结合以上定义,可以重写comb(d, G/2):
comb(d, G/2) = 2^0 * (table(0, d>>0 & mask(0)) + ... + table(COMB_BLOCKS-1, d>>0 & mask(COMP_BLOCKS-1))) (7) + 2^1 * (table(0, d>>1 & mask(0)) + ... + table(COMB_BLOCKS-1, d>>1 & mask(COMP_BLOCKS-1))) + 2^2 * (table(0, d>>2 & mask(0)) + ... + table(COMB_BLOCKS-1, d>>2 & mask(COMP_BLOCKS-1))) + ... + 2^(COMB_SPACING-1) * (table(0, d>>(COMB_SPACING-1) & mask(0)) + ...)
即:
sum(2^i * sum(table(b, d>>i & mask(b)), b=0..COMB_BLOCKS-1), i=0..COMB_SPACING-1)

(给定数据)

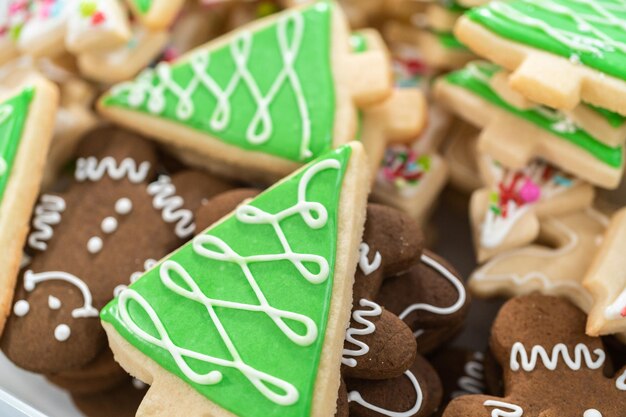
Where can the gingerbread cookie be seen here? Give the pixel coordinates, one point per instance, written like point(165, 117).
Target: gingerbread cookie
point(293, 113)
point(305, 229)
point(606, 282)
point(430, 298)
point(506, 214)
point(27, 113)
point(561, 52)
point(555, 269)
point(91, 239)
point(551, 368)
point(546, 133)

(任务目标)
所给文本中以“sum(2^i * sum”开头的那段公式，怎样改写成条目列表并保留其主要内容？

(任务答复)
- 外层求和：i 从 0 取到 COMB_SPACING-1。
- 每一项：2^i 乘以一个内层和。
- 内层求和：b 从 0 取到 COMB_BLOCKS-1，累加 table(b, d>>i & mask(b))。